### Tâches à réaliser
**A)** Dans les lignes de données, réécris le passage allant de la ligne contenant « # trace the outline of every instance of the shop sign » jusqu'à celle contenant « Outline every instance of the shop sign », bornes incluses, en remplaçant « lettering » par « letters » et en laissant tout le reste intact.
**B)** Rédige la suite du texte sur la rafle d'Izieu, à partir de sa dernière phrase.

### Texte cité
========================================================================

Le 6 avril 1944, la rafle d’Izieu

En un an, la colonie accueille une centaine d’enfants et d’adolescents. Néanmoins, au printemps 1944, le couple Zlatin a le sentiment que le danger se rapproche. Durant le week-end de Pâques, Sabine Zlatin se rend à Montpellier et rencontre l’abbé Charles Prévost auquel elle demande de l’aide pour disperser la colonie et trouver un autre refuge aux enfants. Seulement, il est déjà trop tard : au matin du 6 avril 1944, à l’heure du déjeuner, un détachement de la Wehrmacht et une voiture de la Gestapo lyonnaise placés sous le commandement de Klaus Barbie arrivent devant la maison. Quarante-quatre enfants et sept éducateurs sont arrêtés, conduits à la prison de Montluc puis à Drancy et Auschwitz où ils seront assassinés.

========================================================================

### Extrait des données

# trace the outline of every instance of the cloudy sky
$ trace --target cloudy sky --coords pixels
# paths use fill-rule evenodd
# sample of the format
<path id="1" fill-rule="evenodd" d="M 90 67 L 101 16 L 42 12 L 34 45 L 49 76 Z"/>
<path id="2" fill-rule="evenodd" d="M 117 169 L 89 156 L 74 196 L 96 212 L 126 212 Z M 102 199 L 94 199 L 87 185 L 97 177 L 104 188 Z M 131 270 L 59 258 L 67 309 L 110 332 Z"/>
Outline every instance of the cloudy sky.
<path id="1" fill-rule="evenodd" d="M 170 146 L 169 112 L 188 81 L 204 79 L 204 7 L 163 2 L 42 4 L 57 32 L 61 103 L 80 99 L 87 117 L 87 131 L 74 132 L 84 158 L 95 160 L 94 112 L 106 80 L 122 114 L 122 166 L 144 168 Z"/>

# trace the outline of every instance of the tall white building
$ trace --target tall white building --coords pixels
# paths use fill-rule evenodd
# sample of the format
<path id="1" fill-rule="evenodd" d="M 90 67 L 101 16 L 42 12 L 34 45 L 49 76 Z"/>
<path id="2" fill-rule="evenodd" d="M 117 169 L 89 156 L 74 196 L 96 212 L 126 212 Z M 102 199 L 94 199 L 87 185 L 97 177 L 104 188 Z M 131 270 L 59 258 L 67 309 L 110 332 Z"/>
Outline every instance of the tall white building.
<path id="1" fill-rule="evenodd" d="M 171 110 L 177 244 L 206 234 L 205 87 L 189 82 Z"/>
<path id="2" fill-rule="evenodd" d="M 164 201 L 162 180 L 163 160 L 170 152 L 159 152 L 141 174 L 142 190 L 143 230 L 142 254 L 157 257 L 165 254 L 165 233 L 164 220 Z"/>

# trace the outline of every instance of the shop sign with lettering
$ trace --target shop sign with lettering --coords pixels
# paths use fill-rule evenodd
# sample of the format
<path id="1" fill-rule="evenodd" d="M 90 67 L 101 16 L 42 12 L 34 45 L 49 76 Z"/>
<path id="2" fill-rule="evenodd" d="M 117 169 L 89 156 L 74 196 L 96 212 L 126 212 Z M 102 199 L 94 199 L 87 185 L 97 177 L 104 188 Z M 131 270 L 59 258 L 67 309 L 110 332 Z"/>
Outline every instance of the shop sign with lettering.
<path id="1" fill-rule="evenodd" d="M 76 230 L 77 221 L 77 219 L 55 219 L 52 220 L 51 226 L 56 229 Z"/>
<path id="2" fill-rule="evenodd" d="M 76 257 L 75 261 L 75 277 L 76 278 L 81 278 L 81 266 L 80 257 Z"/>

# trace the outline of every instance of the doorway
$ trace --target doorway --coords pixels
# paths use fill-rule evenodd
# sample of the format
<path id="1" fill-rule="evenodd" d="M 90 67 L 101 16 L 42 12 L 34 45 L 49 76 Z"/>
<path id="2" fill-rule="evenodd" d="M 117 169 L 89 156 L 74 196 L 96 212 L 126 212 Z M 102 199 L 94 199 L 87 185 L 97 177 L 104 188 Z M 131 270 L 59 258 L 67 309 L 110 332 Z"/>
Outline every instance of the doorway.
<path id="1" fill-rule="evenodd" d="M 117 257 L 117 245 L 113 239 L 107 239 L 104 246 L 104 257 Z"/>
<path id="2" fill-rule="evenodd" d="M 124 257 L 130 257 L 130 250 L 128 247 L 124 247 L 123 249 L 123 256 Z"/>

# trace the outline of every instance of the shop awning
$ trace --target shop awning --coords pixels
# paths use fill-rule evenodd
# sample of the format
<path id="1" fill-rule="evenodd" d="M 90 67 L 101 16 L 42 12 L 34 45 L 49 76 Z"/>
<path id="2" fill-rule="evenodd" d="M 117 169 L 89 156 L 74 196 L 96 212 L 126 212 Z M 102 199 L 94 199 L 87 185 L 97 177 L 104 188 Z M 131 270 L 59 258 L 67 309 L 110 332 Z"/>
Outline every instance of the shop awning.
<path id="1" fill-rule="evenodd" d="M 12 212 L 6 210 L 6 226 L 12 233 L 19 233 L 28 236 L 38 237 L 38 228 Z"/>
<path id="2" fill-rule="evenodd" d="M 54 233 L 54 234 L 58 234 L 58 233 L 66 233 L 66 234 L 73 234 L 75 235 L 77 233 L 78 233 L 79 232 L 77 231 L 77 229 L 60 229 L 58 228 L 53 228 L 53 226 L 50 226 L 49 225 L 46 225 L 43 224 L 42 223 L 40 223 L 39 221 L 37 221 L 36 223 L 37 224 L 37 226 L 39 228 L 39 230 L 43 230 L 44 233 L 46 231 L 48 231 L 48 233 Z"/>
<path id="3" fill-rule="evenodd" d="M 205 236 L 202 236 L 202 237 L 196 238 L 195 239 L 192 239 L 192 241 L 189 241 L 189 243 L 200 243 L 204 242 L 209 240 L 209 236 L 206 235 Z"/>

========================================================================

### Réponses par tâche
**A)**
# trace the outline of every instance of the shop sign with letters
$ trace --target shop sign with letters --coords pixels
# paths use fill-rule evenodd
# sample of the format
<path id="1" fill-rule="evenodd" d="M 90 67 L 101 16 L 42 12 L 34 45 L 49 76 Z"/>
<path id="2" fill-rule="evenodd" d="M 117 169 L 89 156 L 74 196 L 96 212 L 126 212 Z M 102 199 L 94 199 L 87 185 L 97 177 L 104 188 Z M 131 270 L 59 258 L 67 309 L 110 332 Z"/>
Outline every instance of the shop sign with letters.

**B)**
Simon Pintel, vice-président de l’association Maison d’Izieu et fils de Samuel Pintel, un enfant juif réfugié à Izieu qui a échappé à la rafle, évoque les mémoires de son père : “Mon père a six ans quand il arrive à la colonie d’Izieu, en novembre 1943, et il y reste environ deux mois. Il a très peu évoqué cette période-là, tous ces enfants ont été traumatisés par ce qui leur est arrivé et si mon père se rappelait avoir été dans une colonie telle que celle-ci étant enfant, il ne se souvenait ni du lieu ni du nom. L’histoire revient avec le procès Barbie en 1987. Le procès est très médiatisé et on voit au journal télévisé une manifestation terrible de ce qui se passe à Lisieux, où des gens veulent se recueillir sur la plaque, mais la maison n’est pas accessible. Et mon père, en voyant ces images-là, tout lui revient en détail. Nous apprenons à ce moment-là son histoire et c’est alors que je suis emporté dedans“.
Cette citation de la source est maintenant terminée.